> **REQUIREMENTS**
Reproduce every line of the records below verbatim, omitting the pictures from your answer.

Recorded data

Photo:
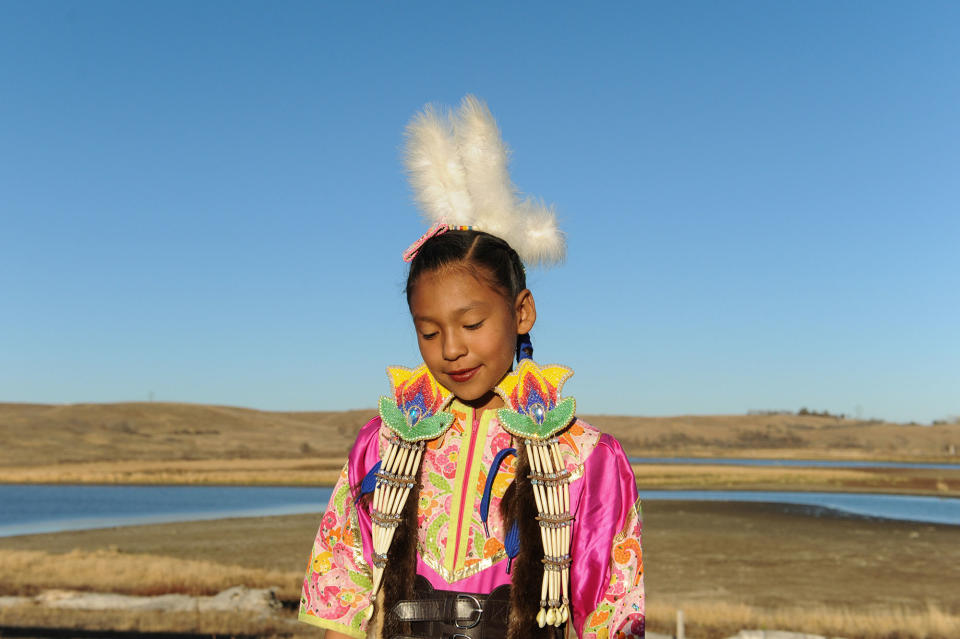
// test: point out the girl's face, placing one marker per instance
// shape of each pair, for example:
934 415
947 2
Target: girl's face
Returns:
467 332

> **THE RESULT**
Photo:
// test: point out the girl's face, placing one marker per instance
// shape of each pair, for example:
934 415
947 2
Target: girl's face
Returns:
467 332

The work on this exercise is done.